> **Passage provided**
-----
I will start with the simpler case where the vector field $\mathbf{X}$ is a $C^{\infty}$ vector field on $\mathbb{R}^{2}$. For simplicity, let us assume that $\mathbf{X}$ is non-singular on all of $\mathbb{R}^{2}$ and that it satisfies $\mathbf{X}\cdot\mathbf{X} = 1$, i.e., the vector field $\mathbf{X}$ has been normalized so that the integral curves of $\mathbf{X}$ are parametrized by arc-length. (Here, `$\cdot$' represents the ordinary Euclidean dot product. I will make every effort to keep the response in terms of ordinary Euclidean geometry, although some tensor analysis could possibly simplify the exposition.)
Write $\mathbf{X}$ in standard Cartesian coordinates as
$$
\mathbf{X}(x, y) = f(x, y)\frac{\partial}{\partial x} + g(x, y) \frac{\partial}{\partial y} = \begin{pmatrix}f(x, y)\\ g(x, y)\end{pmatrix}.
$$
(I will employ the convention of vector coordinates relative to a basis being column vectors.)
Now consider a point $P = P(x_{0}, y_{0})$ in the plane and denote the integral curve of $\mathbf{X}$ passing through $P$ at time zero by $\alpha(s) = (x(s), y(s))$.
By definition we then have that $\alpha(0) = P$ and
$$\frac{d\alpha}{ds} = \mathbf{X}\circ\alpha(s) = \begin{pmatrix}f\left(\alpha\left(s\right)\right)\\ g\left(\alpha\left(s\right)\right)\end{pmatrix}.$$
Note that our assumptions on the vector field $\mathbf{X}$ imply that $\frac{d\alpha}{ds}\cdot \frac{d\alpha}{ds} = 1$. It follows that the unit tangent vector field along our curve $\alpha$ is
$$
\mathbf{T}(s) = \frac{d\alpha}{ds} = \mathbf{X}\circ\alpha(s) = \begin{pmatrix}f\left(\alpha\left(s\right)\right)\\ g\left(\alpha\left(s\right)\right)
-----
> **Extracted information**

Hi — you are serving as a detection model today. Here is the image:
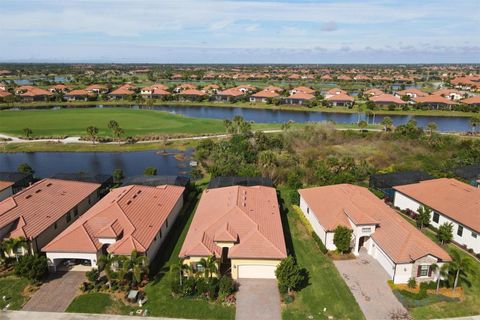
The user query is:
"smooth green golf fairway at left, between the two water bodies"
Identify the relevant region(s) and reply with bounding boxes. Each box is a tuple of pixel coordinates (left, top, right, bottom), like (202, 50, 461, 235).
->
(0, 108, 233, 137)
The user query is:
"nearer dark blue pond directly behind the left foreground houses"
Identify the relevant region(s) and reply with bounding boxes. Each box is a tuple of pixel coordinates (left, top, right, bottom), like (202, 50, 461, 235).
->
(0, 149, 193, 178)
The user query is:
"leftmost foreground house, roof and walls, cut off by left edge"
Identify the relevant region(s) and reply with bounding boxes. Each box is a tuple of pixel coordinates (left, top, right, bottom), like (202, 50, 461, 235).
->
(0, 179, 100, 253)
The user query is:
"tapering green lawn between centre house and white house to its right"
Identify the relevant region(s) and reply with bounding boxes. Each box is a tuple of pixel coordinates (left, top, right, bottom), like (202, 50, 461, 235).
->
(282, 188, 364, 319)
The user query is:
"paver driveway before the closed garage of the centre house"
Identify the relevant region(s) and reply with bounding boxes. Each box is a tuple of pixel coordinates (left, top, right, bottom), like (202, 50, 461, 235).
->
(235, 279, 281, 320)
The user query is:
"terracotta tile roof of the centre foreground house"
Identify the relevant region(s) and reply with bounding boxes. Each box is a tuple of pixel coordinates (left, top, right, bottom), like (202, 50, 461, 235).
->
(180, 186, 287, 259)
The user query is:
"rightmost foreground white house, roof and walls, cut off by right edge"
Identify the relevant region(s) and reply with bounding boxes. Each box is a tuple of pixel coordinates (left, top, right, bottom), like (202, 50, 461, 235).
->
(394, 178, 480, 253)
-----
> **Work order**
Edit the vector field explanation from "Now consider a" up to and including "by $\alpha(s) = (x(s), y(s))$.", putting "parameter value zero" in place of "time zero".

> **Result for this exercise**
Now consider a point $P = P(x_{0}, y_{0})$ in the plane and denote the integral curve of $\mathbf{X}$ passing through $P$ at parameter value zero by $\alpha(s) = (x(s), y(s))$.